◆ SELECTION
- - -
Page faults in managed dataspaces

Tue Sep 27 10:48:39 CEST 2016

Again, thank you Stefan, you are a big help! :)

The test program run successfully. Is there a date, when Genode's foc 
version will be upgraded?

Kind regards,
Denis

On 27.09.2016 09:17, Stefan Kalkowski wrote:
> Hi Dennis,
>
> On 09/26/2016 04:48 PM, Denis Huber wrote:
>> Hello Stefan,
>>
>> thank you for your help and finding the problem :)
>>
>> Can you tell me, how I can obtain your unofficial upgrade of foc and how
>> I can replace Genode's standard version with it?
>
> But be warned: it is unofficial, because I started to upgrade but
> stopped at some point due to timing constraints. That means certain
> problems we already fixed in the older version might still exist in the
> upgrade. Moreover, it is almost completely untested. Having said this,
> you can find it in my repository, it is the branch called foc_update.
> I've rebased it to the current master branch of Genode.
>
> Regards
> Stefan
>
>>
>>
>> Kind regards,
>> Denis
>>
>> On 26.09.2016 15:15, Stefan Kalkowski wrote:
>>> Hi Dennis,
>>>
>>> I further examined the issue. First, I found out that is is specific to
>>> Fiasco.OC. If you use another kernel, e.g., Nova, with the same test, it
>>> succeeds. So I instrumented the core component to always enter
>>> Fiasco.OC's kernel debugger when core unmapped the corresponding managed
>>> dataspace. When looking at the page-tables I could see that the mapping
>>> was successfully deleted. After that I enabled all kind of loggings
>>> related to page-faults and mapping operations. Lo and behold, after
>>> continuing and seeing that the "target" thread continued, I re-entered
>>> the kernel debugger and realized that the page-table entry reappeared
>>> although the kernel did not list any activity regarding page-faults and
>>> mappings. To me this is a clear kernel bug.
>>>
>>> I've tried out my unofficial upgrade to revision r67 of the Fiasco.OC
>>> kernel, and with that version it seemed to work correctly (I just tested
>>> some rounds).
- - -
◆ TO-DO LIST
**a)** In the thread on page faults in managed dataspaces, list each attribution line that introduces a quoted message, giving its date, time and sender.
**b)** Pick up the Fiasco.OC page-fault thread after its final sentence and continue it.
The items that come next aren't needed for any of this.
- - -
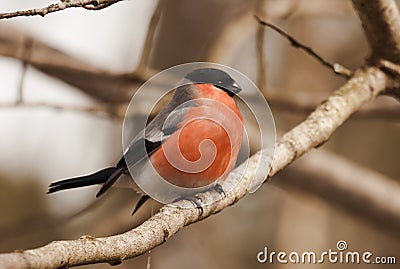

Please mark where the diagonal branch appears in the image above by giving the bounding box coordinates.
[255,16,352,78]
[0,67,394,268]
[0,0,123,20]
[352,0,400,64]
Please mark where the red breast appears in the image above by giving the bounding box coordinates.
[150,84,243,188]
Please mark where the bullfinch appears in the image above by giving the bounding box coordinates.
[48,68,243,212]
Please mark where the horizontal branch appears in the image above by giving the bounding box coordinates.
[0,0,123,20]
[274,150,400,236]
[0,67,390,269]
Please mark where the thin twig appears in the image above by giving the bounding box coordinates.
[254,15,353,78]
[0,0,123,20]
[256,0,267,95]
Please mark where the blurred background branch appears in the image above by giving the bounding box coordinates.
[0,0,122,20]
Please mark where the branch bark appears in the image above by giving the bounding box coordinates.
[0,67,394,269]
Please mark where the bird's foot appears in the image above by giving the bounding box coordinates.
[172,195,204,215]
[214,183,226,198]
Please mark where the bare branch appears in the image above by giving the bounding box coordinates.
[256,0,267,94]
[267,90,400,122]
[274,150,400,235]
[0,0,123,20]
[352,0,400,64]
[0,67,394,269]
[255,16,353,78]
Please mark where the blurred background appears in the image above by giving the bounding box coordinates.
[0,0,400,269]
- - -
◆ ANSWER LIST
**a)**
- 27.09.2016 09:17, Stefan Kalkowski
- 09/26/2016 04:48 PM, Denis Huber
- 26.09.2016 15:15, Stefan Kalkowski

**b)**
>>>
>>> I fear the currently supported version of Fiasco.OC is buggy with
>>> respect to the unmap call, at least the way Genode has to use it.
>>>
>>> Regards
>>> Stefan
>>>
>>> On 09/26/2016 11:13 AM, Stefan Kalkowski wrote:
>>>> Hi Dennis,
>>>>
>>>> I've looked into your code, and what struck me first was that you use
>>>> two threads in your server, which share data in between
>>>> (Resource::Client_resources) without synchronization.
>>>>
>>>> I've rewritten your example server to only use one thread in a
>>>> state-machine like fashion, have a look here:
>>>>
>>>>
>>>> https://github.com/skalk/genode-CheckpointRestore-SharedMemory/commit/d9732dcab331cecdfd4fcc5c8948d9ca23d95e84
>>>>
>>>> This way it is thread-safe, simpler (less code), and if you are adapted
>>>> to it, it becomes even easier to understand.
>>>>
>>>> Nevertheless, although the possible synchronization problems are
>>>> eliminated by design, your described problem remains. I'll have a deeper
>>>> look into our attach/detach implementation of managed dataspaces, but I
>>>> cannot promise whether this will happen in short time.
>>>>
>>>> Best regards
>>>> Stefan
>>>>
>>>> On 09/26/2016 10:44 AM, Sebastian Sumpf wrote:
>>>>> Hey Denis,
>>>>>
>>>>> On 09/24/2016 06:20 PM, Denis Huber wrote:
>>>>>> Dear Genode Community,
>>>>>>
>>>>>> perhaps the wall of text is a bit discouraging to tackle the problem.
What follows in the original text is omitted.